How to complete this task
Only the lines from the one containing "[point] every instance of the woman's hair" through the end of the data below should be copied, each exactly as written and with both ends kept.

- - -

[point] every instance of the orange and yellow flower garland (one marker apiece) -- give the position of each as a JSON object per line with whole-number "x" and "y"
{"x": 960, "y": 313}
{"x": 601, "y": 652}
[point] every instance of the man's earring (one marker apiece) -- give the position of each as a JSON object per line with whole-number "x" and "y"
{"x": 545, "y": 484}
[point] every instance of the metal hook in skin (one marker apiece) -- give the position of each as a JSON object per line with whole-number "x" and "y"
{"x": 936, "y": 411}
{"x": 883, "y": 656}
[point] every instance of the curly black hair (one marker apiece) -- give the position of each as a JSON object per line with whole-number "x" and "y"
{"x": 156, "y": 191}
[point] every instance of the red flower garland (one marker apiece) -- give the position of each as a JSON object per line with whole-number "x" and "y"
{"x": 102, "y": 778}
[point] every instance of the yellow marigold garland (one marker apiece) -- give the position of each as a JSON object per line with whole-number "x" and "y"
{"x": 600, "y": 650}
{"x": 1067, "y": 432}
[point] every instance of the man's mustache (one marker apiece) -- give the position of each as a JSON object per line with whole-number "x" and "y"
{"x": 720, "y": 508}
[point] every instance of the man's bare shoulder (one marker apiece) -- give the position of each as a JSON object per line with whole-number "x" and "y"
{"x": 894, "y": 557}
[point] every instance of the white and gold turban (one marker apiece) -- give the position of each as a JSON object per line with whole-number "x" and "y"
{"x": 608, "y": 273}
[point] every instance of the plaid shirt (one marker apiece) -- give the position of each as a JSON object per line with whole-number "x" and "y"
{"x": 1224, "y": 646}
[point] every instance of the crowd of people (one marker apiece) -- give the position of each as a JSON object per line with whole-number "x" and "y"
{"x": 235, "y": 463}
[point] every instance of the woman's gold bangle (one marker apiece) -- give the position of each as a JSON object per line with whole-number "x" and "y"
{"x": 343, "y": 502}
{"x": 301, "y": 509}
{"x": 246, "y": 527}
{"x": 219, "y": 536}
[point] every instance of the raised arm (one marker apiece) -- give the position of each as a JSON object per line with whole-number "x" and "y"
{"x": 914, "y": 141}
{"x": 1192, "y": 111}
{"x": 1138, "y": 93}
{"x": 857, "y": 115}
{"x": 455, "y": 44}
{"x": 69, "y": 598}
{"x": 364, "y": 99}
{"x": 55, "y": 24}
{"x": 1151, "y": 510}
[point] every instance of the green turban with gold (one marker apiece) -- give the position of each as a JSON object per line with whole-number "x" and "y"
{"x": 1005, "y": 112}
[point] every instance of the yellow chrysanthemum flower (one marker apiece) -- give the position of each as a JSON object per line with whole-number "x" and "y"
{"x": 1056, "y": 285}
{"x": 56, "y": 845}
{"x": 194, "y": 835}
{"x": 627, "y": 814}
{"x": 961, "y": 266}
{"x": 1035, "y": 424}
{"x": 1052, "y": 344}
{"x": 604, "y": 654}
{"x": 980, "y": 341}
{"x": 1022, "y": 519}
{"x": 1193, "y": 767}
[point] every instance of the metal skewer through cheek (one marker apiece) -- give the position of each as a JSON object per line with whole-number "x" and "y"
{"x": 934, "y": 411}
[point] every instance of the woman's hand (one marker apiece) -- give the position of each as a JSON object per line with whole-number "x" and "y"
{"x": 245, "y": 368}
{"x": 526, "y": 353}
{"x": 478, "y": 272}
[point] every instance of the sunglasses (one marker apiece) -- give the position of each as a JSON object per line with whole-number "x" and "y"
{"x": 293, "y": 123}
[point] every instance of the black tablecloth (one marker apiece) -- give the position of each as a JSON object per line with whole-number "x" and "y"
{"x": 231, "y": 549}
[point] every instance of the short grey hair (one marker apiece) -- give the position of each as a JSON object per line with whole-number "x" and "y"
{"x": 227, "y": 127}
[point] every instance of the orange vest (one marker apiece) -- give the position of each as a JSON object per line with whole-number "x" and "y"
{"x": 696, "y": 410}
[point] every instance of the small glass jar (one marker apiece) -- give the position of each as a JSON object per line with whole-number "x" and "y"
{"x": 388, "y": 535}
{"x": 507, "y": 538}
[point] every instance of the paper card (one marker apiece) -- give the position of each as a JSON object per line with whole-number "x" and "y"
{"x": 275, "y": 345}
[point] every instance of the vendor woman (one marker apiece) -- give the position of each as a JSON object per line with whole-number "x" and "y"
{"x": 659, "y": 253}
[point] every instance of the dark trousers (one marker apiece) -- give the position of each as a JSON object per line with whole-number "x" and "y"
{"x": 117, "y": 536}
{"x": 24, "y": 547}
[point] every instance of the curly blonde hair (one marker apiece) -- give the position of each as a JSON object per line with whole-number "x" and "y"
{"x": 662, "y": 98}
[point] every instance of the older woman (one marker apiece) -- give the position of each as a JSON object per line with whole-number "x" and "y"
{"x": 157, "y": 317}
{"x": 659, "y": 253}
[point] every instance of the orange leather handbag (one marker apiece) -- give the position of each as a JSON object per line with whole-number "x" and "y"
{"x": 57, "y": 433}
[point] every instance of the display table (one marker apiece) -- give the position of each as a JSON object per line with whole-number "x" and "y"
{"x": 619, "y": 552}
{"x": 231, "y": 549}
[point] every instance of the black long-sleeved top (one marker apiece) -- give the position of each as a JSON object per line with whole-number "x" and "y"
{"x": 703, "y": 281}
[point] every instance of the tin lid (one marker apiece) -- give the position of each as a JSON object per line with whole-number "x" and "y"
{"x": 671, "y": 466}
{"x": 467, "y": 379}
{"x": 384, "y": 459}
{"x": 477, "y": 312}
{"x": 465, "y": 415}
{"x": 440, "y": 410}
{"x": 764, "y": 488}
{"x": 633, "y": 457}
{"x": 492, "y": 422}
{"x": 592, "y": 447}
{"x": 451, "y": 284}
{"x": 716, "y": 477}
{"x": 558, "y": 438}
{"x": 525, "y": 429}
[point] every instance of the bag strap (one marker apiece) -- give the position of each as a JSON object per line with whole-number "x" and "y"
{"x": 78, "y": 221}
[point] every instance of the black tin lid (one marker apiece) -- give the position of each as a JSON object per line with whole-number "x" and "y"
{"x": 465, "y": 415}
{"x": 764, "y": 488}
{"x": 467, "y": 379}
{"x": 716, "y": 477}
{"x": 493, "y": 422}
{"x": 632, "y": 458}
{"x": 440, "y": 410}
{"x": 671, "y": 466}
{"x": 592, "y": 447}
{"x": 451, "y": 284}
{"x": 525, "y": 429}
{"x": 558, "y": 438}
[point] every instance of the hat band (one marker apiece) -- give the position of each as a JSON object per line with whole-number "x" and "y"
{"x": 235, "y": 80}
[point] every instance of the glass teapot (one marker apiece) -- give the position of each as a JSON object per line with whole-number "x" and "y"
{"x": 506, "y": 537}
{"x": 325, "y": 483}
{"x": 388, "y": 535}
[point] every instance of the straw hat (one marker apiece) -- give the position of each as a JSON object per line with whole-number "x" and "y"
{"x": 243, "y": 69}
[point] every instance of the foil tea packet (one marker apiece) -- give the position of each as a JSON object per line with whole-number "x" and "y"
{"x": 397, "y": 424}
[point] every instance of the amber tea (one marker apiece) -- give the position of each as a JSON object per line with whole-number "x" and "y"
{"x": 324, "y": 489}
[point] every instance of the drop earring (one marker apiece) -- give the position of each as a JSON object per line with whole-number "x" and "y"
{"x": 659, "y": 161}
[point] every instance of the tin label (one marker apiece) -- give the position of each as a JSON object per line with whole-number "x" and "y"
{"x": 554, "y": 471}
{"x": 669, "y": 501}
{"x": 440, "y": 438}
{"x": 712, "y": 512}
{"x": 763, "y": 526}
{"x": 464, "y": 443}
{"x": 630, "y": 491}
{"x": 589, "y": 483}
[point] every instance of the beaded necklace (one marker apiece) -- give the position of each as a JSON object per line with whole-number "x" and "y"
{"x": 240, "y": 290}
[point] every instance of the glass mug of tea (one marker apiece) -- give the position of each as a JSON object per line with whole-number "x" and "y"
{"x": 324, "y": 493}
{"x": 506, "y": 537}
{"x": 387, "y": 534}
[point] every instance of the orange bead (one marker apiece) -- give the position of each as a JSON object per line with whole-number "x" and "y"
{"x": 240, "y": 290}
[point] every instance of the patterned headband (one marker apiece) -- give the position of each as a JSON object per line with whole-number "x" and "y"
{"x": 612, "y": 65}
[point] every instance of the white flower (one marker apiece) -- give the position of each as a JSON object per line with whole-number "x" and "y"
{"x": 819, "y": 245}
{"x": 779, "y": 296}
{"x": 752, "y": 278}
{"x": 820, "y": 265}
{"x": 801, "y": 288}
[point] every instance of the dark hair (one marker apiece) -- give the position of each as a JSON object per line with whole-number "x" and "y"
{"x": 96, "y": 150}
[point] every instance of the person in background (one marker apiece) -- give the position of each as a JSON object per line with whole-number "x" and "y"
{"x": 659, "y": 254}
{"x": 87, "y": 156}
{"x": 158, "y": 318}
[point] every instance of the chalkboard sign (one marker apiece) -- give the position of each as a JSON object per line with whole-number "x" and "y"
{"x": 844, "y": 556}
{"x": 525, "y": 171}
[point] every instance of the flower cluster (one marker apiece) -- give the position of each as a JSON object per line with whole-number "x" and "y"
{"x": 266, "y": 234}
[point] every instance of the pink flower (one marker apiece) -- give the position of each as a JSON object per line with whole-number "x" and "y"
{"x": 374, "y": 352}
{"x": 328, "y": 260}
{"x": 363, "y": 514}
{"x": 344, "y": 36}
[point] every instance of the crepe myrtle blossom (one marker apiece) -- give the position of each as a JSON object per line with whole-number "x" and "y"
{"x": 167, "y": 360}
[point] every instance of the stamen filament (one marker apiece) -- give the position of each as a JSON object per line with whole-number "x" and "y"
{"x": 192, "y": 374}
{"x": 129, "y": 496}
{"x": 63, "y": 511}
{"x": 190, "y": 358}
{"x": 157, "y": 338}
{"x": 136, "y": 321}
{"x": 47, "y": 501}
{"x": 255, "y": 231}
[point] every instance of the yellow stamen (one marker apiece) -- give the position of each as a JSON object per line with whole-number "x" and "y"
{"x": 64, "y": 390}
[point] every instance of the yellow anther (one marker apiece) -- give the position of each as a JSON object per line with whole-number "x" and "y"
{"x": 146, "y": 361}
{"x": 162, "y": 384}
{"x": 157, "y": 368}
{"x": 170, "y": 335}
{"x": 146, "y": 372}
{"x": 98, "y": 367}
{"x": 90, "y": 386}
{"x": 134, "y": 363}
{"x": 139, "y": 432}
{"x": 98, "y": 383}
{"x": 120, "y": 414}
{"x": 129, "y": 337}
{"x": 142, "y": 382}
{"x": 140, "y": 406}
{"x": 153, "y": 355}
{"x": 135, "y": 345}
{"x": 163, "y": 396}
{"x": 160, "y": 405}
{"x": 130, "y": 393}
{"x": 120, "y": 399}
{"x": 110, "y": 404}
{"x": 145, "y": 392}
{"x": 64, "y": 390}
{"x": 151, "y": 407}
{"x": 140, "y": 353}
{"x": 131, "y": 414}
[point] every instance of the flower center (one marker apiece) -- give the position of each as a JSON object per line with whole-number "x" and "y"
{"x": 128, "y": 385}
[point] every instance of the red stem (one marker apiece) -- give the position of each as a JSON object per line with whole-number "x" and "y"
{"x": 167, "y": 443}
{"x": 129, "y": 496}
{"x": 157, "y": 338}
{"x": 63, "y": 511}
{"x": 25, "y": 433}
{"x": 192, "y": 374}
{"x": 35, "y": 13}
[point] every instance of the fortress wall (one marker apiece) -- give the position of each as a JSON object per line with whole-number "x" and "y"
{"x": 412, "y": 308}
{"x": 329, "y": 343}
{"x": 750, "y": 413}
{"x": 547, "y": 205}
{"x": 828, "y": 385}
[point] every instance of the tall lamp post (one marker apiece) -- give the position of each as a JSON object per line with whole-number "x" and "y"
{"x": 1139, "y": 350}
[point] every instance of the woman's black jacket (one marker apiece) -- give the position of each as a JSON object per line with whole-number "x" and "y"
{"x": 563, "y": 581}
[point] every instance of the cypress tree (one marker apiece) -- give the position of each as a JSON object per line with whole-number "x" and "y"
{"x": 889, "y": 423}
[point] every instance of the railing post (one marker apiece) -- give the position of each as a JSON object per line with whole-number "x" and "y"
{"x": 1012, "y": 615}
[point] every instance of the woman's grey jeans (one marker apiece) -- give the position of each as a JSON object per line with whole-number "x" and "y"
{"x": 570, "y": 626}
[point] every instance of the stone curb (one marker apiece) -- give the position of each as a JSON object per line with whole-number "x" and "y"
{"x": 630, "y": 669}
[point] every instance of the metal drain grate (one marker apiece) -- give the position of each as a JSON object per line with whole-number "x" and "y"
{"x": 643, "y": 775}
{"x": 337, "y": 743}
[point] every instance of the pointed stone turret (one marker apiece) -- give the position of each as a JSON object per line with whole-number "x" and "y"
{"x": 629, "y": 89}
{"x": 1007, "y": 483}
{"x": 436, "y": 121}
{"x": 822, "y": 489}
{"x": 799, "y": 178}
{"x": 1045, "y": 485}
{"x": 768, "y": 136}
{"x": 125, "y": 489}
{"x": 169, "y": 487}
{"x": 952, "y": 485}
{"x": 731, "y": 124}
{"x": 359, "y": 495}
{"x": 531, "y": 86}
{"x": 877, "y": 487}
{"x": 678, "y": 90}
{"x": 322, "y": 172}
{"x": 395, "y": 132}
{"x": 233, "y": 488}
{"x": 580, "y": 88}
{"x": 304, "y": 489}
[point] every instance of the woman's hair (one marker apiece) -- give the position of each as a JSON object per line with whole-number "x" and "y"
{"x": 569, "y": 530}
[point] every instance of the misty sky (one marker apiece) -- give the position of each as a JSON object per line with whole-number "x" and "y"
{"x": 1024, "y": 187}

- - -

Written response
[point] every instance of the woman's hair (one marker apiece) -- give the position of each as a JSON object per line with whole-number "x" and "y"
{"x": 569, "y": 530}
[point] every instance of the misty sky (one marker apiece) -- give the position of each as a JSON object per line with whole-number "x" and "y"
{"x": 1024, "y": 187}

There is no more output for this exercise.